### Prompt
The data must be written out once more, precisely as given.
* begin Input records *
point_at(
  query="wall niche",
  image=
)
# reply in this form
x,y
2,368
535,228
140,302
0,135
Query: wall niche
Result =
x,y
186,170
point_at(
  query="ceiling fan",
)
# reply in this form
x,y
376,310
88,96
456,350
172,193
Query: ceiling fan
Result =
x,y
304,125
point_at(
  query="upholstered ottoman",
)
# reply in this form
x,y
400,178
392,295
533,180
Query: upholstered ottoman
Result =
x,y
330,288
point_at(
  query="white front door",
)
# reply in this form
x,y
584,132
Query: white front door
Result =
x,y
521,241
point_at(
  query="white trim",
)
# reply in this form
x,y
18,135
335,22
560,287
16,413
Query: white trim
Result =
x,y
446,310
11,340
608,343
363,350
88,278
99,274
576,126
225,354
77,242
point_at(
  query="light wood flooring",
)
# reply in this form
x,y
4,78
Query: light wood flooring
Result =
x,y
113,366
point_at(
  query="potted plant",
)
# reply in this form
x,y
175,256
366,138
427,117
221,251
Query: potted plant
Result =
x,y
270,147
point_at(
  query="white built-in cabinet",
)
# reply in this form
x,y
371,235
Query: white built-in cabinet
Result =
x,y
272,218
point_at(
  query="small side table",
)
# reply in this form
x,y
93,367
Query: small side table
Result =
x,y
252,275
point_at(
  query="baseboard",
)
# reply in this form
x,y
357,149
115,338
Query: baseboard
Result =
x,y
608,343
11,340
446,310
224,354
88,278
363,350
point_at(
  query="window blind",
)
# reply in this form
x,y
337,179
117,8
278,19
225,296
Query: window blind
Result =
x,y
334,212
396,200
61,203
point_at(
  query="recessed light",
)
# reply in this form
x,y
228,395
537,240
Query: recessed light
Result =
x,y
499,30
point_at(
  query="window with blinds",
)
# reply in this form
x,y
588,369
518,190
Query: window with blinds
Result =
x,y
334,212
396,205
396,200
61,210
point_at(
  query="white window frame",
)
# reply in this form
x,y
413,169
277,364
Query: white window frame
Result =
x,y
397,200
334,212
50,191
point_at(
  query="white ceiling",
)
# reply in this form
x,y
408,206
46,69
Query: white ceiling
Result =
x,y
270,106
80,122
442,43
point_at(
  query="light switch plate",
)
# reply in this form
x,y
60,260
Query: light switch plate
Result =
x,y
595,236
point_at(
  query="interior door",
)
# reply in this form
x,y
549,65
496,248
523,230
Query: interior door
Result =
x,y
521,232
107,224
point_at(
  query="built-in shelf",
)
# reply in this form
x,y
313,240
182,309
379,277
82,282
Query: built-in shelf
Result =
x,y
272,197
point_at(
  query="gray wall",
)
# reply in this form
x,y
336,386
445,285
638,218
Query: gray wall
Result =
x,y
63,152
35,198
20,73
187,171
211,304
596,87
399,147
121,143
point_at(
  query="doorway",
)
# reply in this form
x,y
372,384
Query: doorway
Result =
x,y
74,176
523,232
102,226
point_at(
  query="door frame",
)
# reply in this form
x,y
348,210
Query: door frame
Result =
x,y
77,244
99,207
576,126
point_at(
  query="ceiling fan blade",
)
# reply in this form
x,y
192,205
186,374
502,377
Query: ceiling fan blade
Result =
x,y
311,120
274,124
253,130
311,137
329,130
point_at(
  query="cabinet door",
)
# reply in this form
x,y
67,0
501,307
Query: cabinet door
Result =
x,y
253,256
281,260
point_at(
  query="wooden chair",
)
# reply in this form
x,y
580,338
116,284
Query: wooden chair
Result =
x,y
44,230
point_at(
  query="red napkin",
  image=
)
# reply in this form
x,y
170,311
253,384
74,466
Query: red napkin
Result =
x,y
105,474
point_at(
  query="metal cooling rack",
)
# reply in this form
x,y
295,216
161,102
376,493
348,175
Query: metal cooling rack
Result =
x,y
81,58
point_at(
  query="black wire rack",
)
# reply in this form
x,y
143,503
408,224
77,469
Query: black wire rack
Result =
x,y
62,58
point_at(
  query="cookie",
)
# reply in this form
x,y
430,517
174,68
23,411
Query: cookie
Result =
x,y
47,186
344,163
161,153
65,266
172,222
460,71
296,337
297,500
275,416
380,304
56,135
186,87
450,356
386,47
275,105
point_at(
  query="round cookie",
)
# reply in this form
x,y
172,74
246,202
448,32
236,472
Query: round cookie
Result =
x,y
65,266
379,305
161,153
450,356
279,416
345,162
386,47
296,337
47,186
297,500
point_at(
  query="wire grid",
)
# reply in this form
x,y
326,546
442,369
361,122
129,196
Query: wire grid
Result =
* end Input records *
### The reply
point_at(
  query="wall niche",
  image=
)
# reply in this form
x,y
2,368
535,228
140,302
0,135
Query: wall niche
Result =
x,y
186,170
point_at(
  query="ceiling fan",
)
# reply in this form
x,y
376,310
88,96
456,350
172,193
Query: ceiling fan
Result =
x,y
304,125
point_at(
  query="upholstered ottoman",
)
# reply in this form
x,y
400,178
392,295
533,180
Query: upholstered ottoman
Result =
x,y
330,288
point_at(
  query="white front door",
)
# reply in this form
x,y
584,132
Query: white front door
Result =
x,y
521,241
point_at(
  query="white trim",
)
# reply in this form
x,y
18,135
335,22
560,287
16,413
Query: white trim
Result =
x,y
446,310
11,340
608,343
363,350
88,278
99,274
576,126
225,354
77,242
point_at(
  query="light wood flooring",
)
# reply in this form
x,y
4,78
Query: light wood flooring
Result =
x,y
113,366
point_at(
  query="potted plant",
)
# reply in this form
x,y
175,256
366,138
427,117
221,251
Query: potted plant
Result =
x,y
270,147
point_at(
  query="white built-in cabinet",
)
# reply in this form
x,y
371,235
Query: white built-in cabinet
Result =
x,y
272,218
point_at(
  query="small side table",
)
# reply in this form
x,y
93,367
Query: small side table
Result =
x,y
252,275
point_at(
  query="baseboard",
)
# reply in this form
x,y
357,149
115,338
Query: baseboard
Result =
x,y
608,343
11,340
446,310
224,354
88,278
363,350
point_at(
  query="window blind",
)
# reply in this form
x,y
337,179
117,8
278,19
225,296
Query: window blind
Result =
x,y
334,212
396,200
61,203
point_at(
  query="recessed light",
)
# reply in this form
x,y
228,395
537,240
Query: recessed light
Result =
x,y
499,30
point_at(
  query="window with blinds",
)
# reply in this form
x,y
588,369
518,190
Query: window with blinds
Result =
x,y
334,212
396,205
396,200
61,210
point_at(
  query="white window frame",
)
# reply in this form
x,y
413,169
277,364
Query: white window frame
Result =
x,y
397,200
334,212
50,191
point_at(
  query="white ceiling",
)
# reply in this form
x,y
408,206
46,69
Query: white ceiling
Result =
x,y
270,106
80,122
442,43
point_at(
  query="light switch plate",
)
# reply in this form
x,y
60,260
Query: light switch plate
Result =
x,y
595,236
point_at(
  query="interior door",
)
# reply in this form
x,y
549,65
496,248
523,230
Query: interior door
Result =
x,y
521,232
107,224
point_at(
  query="built-in shelf",
)
# reply in this form
x,y
313,240
182,309
379,277
82,282
Query: built-in shelf
Result =
x,y
272,197
point_at(
  query="gray wall",
)
# reply in this form
x,y
336,386
445,285
638,218
Query: gray wall
Result =
x,y
63,152
35,198
20,73
187,171
211,304
596,87
399,147
121,143
point_at(
  query="doorway",
)
# reply in this form
x,y
372,384
Query: doorway
Result =
x,y
74,176
523,232
102,226
point_at(
  query="door frame",
)
# reply in this form
x,y
348,210
Query: door frame
Result =
x,y
77,244
99,207
576,126
point_at(
  query="ceiling fan blade",
)
# reply in this form
x,y
192,205
186,374
502,377
Query: ceiling fan blade
Result =
x,y
311,120
274,124
253,130
311,137
329,130
point_at(
  query="cabinet door",
)
# reply in this form
x,y
67,0
501,307
Query: cabinet door
Result =
x,y
253,256
281,260
point_at(
  query="wooden chair",
)
# reply in this form
x,y
580,338
116,284
Query: wooden chair
Result =
x,y
44,230
point_at(
  query="red napkin",
  image=
)
# reply in this form
x,y
170,311
253,384
74,466
Query: red napkin
Result =
x,y
105,474
point_at(
  query="metal cooling rack",
)
# reply in this form
x,y
295,216
161,102
376,493
348,175
Query: metal cooling rack
Result =
x,y
81,58
point_at(
  query="black wire rack",
)
# reply in this form
x,y
143,503
408,224
77,469
Query: black wire rack
Result =
x,y
62,58
point_at(
  query="cookie",
)
# reply in this form
x,y
430,517
174,68
23,411
Query: cookie
Result =
x,y
47,186
344,163
161,153
65,266
172,222
460,71
296,337
297,500
275,416
380,304
56,135
186,87
450,356
386,47
275,105
point_at(
  query="round cookie",
)
# reply in this form
x,y
172,74
246,202
448,32
236,472
Query: round cookie
Result =
x,y
65,266
379,305
161,153
450,356
279,416
345,162
386,47
296,337
47,186
297,500
point_at(
  query="wire grid",
)
# reply in this form
x,y
326,546
442,369
361,122
129,196
Query: wire grid
Result =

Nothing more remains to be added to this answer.